_Work instruction_
In the passage on the charged aerosol detector below, copy the stretch from "The charged aerosol" through "(see Chromatography detectors)." and substitute "specimen" for "sample".

_Selected excerpt_
* * * *

= Charged aerosol detector =

Device for measuring chemicals

The charged aerosol detector (CAD) is a detector used in conjunction with high-performance liquid chromatography (HPLC) and ultra high-performance liquid chromatography (UHPLC) to measure the amount of chemicals in a sample by creating charged aerosol particles which are detected using an electrometer. It is commonly used for the analysis of compounds that cannot be detected using traditional UV/Vis approaches due to their lack of a chromophore. The CAD can measure all non-volatile and many semi-volatile analytes including, but not limited to, antibiotics, excipients, ions, lipids, natural products, biofuels, sugars and surfactants. The CAD, like other aerosol detectors (e.g., evaporative light scattering detectors (ELSD) and condensation nucleation light scattering detectors (CNLSD)), falls under the category of destructive general-purpose detectors (see Chromatography detectors).

== History ==
The predecessor to the CAD, termed an evaporative electrical detector, was first described by Kaufman in 2002 at TSI Inc in US patent 6,568,245 and was based on the coupling of liquid chromatographic approaches to TSI's electrical aerosol measurement (EAM) technology. At around the same time Dixon and Peterson at California State University were investigating the coupling of liquid chromatography to an earlier version of TSI's EAM technology, which they called an aerosol charge detector. Subsequent collaboration between TSI and ESA Biosciences Inc. (now part of Thermo Fisher Scientific), led to the first commercial instrument, the Corona CAD, which received both the Pittsburgh Conference Silver Pittcon Editor's Award (2005) and R&D 100 award (2005). Continued research and engineering improvements in product design resulted in CADs with ever increasing capabilities. The newest iterations of the CAD are the Thermo Scientific Corona Veo Charged Aerosol Detector, Corona Veo RS Charged Aerosol Detector and Thermo Scientific Vanquish Charged Aerosol Detectors.

* * * *

_Items from a data source_
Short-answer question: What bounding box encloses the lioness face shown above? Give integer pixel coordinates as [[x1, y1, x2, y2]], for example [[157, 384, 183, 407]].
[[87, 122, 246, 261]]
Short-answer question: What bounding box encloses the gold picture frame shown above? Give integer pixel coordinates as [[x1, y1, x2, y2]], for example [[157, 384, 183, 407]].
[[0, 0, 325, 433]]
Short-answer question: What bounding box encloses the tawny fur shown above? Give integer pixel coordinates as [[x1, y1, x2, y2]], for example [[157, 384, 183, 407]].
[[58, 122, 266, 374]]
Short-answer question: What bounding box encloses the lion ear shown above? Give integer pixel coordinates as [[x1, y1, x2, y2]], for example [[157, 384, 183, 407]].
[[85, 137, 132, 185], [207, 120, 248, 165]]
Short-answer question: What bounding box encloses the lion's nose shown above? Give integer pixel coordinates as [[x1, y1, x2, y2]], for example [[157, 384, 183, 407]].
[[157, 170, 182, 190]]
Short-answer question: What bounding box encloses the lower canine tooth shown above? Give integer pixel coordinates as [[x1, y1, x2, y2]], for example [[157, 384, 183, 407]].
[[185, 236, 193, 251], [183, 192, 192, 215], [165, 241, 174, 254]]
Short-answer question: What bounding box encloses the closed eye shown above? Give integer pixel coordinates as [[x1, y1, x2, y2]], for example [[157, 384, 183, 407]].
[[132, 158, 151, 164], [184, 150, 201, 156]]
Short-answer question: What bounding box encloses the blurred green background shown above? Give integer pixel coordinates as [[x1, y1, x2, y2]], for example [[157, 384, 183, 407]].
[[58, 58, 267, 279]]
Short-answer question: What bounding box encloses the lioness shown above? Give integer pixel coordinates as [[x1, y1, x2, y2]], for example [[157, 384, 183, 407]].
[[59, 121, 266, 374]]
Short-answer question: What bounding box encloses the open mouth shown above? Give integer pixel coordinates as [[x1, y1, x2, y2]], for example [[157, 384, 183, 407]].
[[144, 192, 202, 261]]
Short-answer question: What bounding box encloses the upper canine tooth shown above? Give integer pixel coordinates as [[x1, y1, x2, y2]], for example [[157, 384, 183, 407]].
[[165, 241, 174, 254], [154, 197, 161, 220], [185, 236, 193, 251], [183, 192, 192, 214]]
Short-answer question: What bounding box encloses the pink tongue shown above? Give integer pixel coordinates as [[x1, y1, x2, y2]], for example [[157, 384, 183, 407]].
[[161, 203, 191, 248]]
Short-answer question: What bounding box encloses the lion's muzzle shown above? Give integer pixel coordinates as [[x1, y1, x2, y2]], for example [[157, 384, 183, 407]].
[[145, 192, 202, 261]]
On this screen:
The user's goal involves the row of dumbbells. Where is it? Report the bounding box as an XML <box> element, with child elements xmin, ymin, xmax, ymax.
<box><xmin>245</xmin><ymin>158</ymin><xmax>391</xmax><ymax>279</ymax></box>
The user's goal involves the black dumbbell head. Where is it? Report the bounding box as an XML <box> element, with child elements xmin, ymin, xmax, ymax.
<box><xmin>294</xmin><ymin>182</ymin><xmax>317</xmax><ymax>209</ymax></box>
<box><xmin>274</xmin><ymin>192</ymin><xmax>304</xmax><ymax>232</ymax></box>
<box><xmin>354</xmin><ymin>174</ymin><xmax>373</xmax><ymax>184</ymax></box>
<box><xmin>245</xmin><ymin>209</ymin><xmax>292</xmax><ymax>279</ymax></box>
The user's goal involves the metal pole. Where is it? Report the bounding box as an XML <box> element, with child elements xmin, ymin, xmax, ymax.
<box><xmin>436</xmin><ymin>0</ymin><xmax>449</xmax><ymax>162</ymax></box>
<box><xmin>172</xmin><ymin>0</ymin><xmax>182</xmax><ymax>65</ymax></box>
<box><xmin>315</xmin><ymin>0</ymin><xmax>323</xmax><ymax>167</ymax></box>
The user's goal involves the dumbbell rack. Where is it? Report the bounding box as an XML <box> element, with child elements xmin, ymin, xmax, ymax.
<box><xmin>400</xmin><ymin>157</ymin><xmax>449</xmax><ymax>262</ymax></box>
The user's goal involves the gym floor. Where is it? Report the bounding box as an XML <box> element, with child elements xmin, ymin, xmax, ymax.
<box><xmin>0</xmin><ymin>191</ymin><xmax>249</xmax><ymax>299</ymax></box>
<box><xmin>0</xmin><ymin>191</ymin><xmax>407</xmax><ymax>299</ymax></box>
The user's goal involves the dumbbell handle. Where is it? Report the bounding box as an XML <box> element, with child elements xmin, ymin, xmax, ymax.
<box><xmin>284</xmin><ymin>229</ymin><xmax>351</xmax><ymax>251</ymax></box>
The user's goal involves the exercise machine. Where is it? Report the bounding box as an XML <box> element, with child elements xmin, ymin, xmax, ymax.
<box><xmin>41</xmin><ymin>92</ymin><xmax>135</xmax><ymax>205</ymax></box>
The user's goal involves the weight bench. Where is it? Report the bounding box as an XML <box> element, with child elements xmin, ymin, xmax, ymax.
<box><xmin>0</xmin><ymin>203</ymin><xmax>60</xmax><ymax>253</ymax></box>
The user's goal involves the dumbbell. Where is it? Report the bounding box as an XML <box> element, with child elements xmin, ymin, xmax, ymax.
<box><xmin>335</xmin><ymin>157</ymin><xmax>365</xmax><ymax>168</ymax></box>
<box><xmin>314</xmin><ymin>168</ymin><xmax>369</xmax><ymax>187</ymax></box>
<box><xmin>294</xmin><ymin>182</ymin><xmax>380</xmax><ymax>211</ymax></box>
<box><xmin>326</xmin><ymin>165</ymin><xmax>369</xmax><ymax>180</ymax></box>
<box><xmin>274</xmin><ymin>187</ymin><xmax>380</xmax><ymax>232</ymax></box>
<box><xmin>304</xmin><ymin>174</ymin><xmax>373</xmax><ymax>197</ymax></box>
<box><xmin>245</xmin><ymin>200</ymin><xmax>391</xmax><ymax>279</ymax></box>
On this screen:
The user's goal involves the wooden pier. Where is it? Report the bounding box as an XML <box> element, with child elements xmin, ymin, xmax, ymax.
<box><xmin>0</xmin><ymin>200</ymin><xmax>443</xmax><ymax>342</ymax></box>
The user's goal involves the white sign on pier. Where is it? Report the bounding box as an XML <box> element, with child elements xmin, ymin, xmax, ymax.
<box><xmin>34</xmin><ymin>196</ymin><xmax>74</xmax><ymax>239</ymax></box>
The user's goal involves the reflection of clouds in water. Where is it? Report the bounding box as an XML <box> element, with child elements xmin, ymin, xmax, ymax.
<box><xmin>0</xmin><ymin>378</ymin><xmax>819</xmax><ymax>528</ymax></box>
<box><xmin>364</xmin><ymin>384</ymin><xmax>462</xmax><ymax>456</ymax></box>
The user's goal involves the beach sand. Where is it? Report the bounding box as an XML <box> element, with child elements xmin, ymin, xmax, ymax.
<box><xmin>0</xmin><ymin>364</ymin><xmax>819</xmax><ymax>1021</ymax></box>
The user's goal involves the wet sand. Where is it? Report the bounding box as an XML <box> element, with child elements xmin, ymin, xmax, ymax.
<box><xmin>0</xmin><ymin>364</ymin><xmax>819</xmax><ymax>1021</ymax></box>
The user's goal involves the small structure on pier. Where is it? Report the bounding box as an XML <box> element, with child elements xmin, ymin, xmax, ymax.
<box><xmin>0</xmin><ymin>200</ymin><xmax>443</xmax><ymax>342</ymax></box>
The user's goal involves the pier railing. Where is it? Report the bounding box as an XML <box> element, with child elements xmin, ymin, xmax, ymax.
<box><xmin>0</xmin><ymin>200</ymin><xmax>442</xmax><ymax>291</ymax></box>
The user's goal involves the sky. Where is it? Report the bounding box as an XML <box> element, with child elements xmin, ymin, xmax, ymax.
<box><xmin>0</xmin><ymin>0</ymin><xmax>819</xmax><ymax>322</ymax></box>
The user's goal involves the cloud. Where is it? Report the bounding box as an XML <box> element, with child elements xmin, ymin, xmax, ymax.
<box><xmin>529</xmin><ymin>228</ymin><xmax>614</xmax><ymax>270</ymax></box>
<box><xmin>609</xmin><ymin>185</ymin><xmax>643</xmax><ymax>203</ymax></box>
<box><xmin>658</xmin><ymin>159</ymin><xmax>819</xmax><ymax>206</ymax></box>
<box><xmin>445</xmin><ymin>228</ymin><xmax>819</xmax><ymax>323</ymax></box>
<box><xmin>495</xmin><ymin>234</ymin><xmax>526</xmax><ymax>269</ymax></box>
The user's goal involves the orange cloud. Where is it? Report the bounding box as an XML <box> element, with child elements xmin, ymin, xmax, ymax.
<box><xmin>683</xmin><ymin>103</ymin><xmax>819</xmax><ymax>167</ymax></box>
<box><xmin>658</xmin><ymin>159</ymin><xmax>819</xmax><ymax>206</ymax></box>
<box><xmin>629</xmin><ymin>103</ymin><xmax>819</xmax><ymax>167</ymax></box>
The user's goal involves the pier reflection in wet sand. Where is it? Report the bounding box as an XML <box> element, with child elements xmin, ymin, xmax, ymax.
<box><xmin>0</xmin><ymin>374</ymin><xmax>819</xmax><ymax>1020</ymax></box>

* * * *

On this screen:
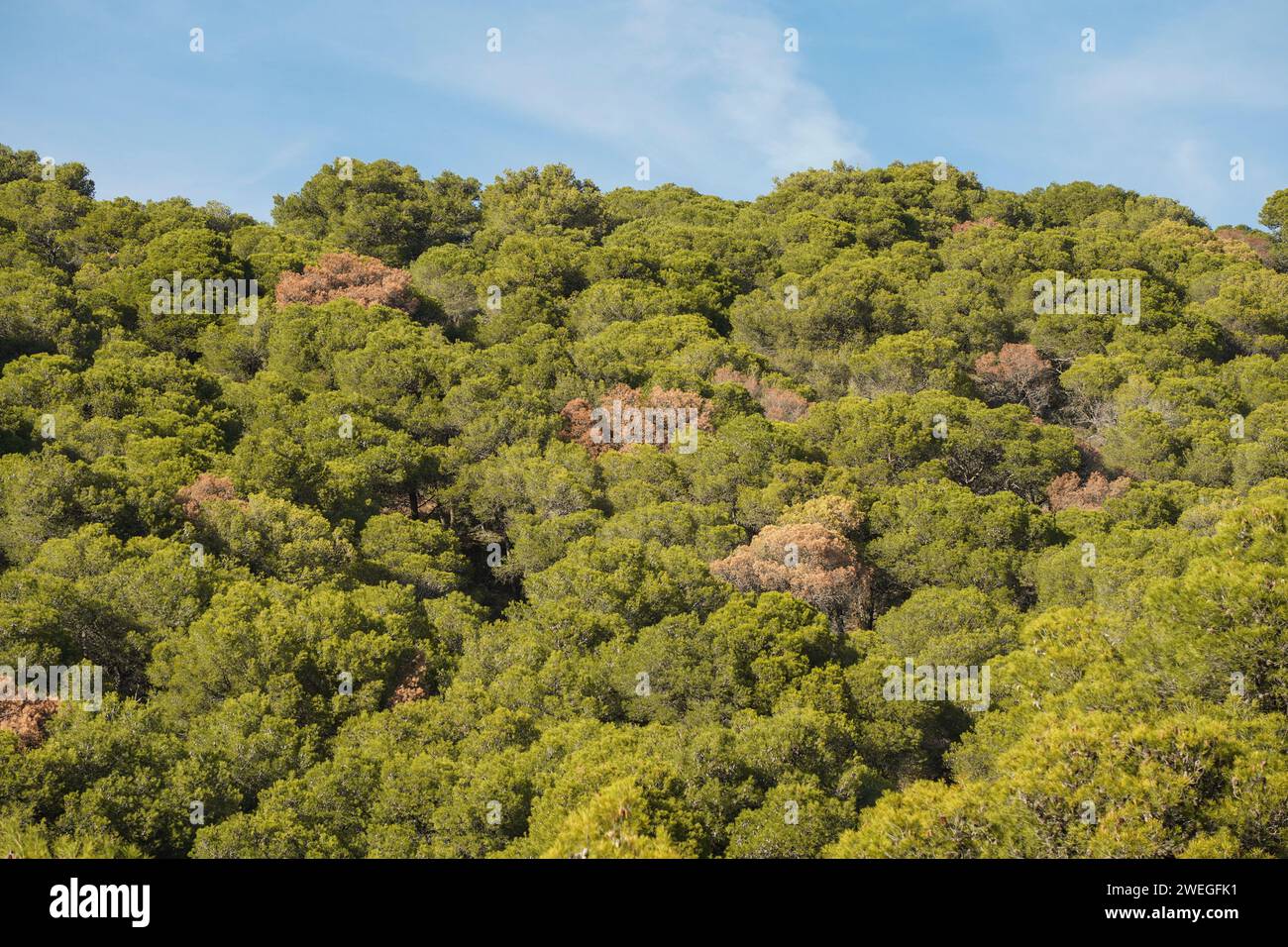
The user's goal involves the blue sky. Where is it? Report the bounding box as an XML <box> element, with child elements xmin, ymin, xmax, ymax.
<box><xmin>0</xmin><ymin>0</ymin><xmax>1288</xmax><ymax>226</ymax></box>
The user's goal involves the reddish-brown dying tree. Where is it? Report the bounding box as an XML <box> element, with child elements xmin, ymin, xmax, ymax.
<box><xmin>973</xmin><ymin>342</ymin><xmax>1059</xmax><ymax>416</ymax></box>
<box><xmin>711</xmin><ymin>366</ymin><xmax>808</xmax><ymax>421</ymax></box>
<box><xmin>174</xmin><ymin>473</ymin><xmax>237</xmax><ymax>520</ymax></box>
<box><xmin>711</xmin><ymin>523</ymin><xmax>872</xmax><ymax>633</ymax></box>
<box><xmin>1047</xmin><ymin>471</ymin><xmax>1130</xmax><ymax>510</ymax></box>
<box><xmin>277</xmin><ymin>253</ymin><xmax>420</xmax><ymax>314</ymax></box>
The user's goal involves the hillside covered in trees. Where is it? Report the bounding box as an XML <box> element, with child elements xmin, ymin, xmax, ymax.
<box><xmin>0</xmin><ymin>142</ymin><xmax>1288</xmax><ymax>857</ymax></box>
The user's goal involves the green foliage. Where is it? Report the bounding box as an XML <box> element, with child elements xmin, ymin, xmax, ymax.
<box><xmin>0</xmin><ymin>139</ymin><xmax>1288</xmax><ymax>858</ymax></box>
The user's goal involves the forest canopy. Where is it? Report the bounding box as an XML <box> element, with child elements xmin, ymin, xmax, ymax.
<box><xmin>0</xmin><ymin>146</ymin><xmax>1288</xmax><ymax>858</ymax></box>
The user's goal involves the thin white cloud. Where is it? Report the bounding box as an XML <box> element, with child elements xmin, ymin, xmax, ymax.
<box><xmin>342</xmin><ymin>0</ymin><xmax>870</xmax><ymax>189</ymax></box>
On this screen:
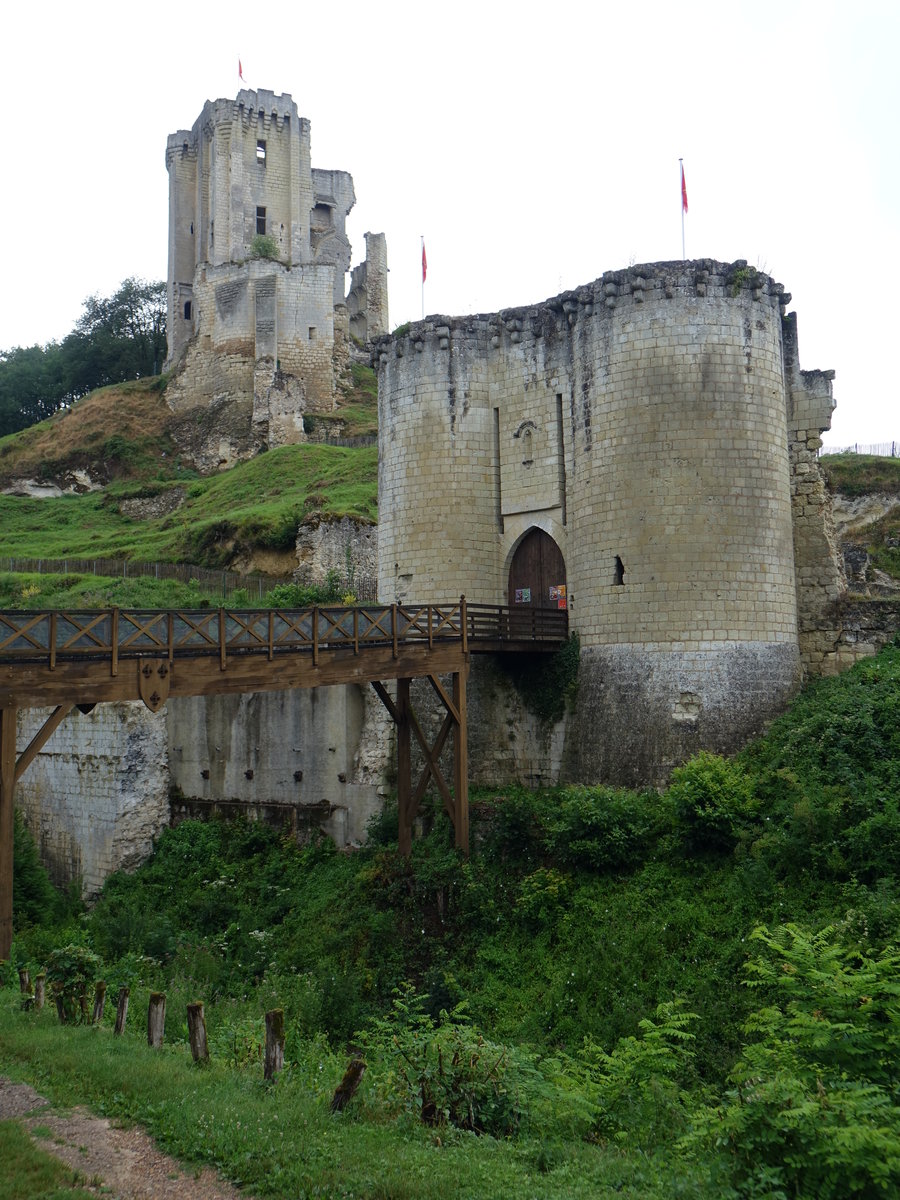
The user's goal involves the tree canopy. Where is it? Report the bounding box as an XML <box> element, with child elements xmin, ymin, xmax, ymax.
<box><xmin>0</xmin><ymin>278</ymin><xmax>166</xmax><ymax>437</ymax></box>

* * * *

_Result of this exercise_
The charged aerosol detector (CAD) is a detector used in conjunction with high-performance liquid chromatography (HPLC) and ultra high-performance liquid chromatography (UHPLC) to measure the amount of chemicals in a specimen by creating charged aerosol particles which are detected using an electrometer. It is commonly used for the analysis of compounds that cannot be detected using traditional UV/Vis approaches due to their lack of a chromophore. The CAD can measure all non-volatile and many semi-volatile analytes including, but not limited to, antibiotics, excipients, ions, lipids, natural products, biofuels, sugars and surfactants. The CAD, like other aerosol detectors (e.g., evaporative light scattering detectors (ELSD) and condensation nucleation light scattering detectors (CNLSD)), falls under the category of destructive general-purpose detectors (see Chromatography detectors).